# SET EXERCISE
Rewrite all the records below, requests included, shifting every coordinate in the answers up by 63 on both x and y. Leave out the pictures.

⟨

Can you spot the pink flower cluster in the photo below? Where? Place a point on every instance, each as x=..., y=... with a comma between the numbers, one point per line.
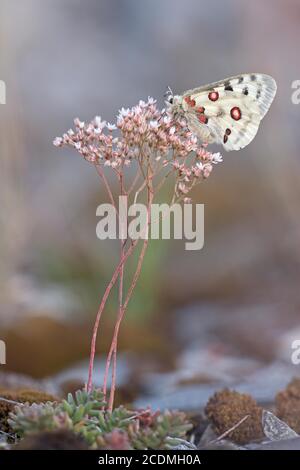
x=141, y=132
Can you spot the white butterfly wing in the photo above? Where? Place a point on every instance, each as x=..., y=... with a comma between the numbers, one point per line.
x=229, y=111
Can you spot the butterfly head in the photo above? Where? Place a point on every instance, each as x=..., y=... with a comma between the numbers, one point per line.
x=174, y=102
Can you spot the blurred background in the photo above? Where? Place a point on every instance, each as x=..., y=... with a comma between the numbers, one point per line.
x=227, y=313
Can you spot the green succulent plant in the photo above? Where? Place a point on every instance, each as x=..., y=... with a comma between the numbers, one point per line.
x=86, y=414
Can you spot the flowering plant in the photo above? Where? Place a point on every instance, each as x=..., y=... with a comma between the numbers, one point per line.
x=145, y=148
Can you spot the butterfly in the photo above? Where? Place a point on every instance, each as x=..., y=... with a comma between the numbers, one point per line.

⟩

# FINAL RESULT
Can you spot the pink flower cluster in the photo below? Where? Place a point on every instance, each as x=..., y=... with a comma between the numbers, one point per line.
x=204, y=195
Can you spot the white butterfly wing in the photo above? Where? Place a point on every instance, each as x=..., y=... with a comma between the numbers, one point per line.
x=292, y=174
Can you spot the butterfly head in the photo above? Where? Place a point on every instance, each as x=..., y=... with a comma between the numbers, one point per line.
x=237, y=165
Can you spot the blurred background in the photo above? Where? Place a point on every instance, each as x=..., y=... with a comma between the numbers, one point per line.
x=290, y=376
Can you spot the green succulent plant in the photo above? Where? Place a point on every instance, each as x=..., y=... with a comma between the numbers, one point per line.
x=149, y=477
Can you spot the flowering plant in the photo above? Where? Place a point on every instance, each as x=..., y=... with a comma between the numbers, one point per line.
x=208, y=211
Can you spot the butterfly in the photo above? Where? Place a point on every instance, each as x=..., y=... with a comma between the numbers, one point per line.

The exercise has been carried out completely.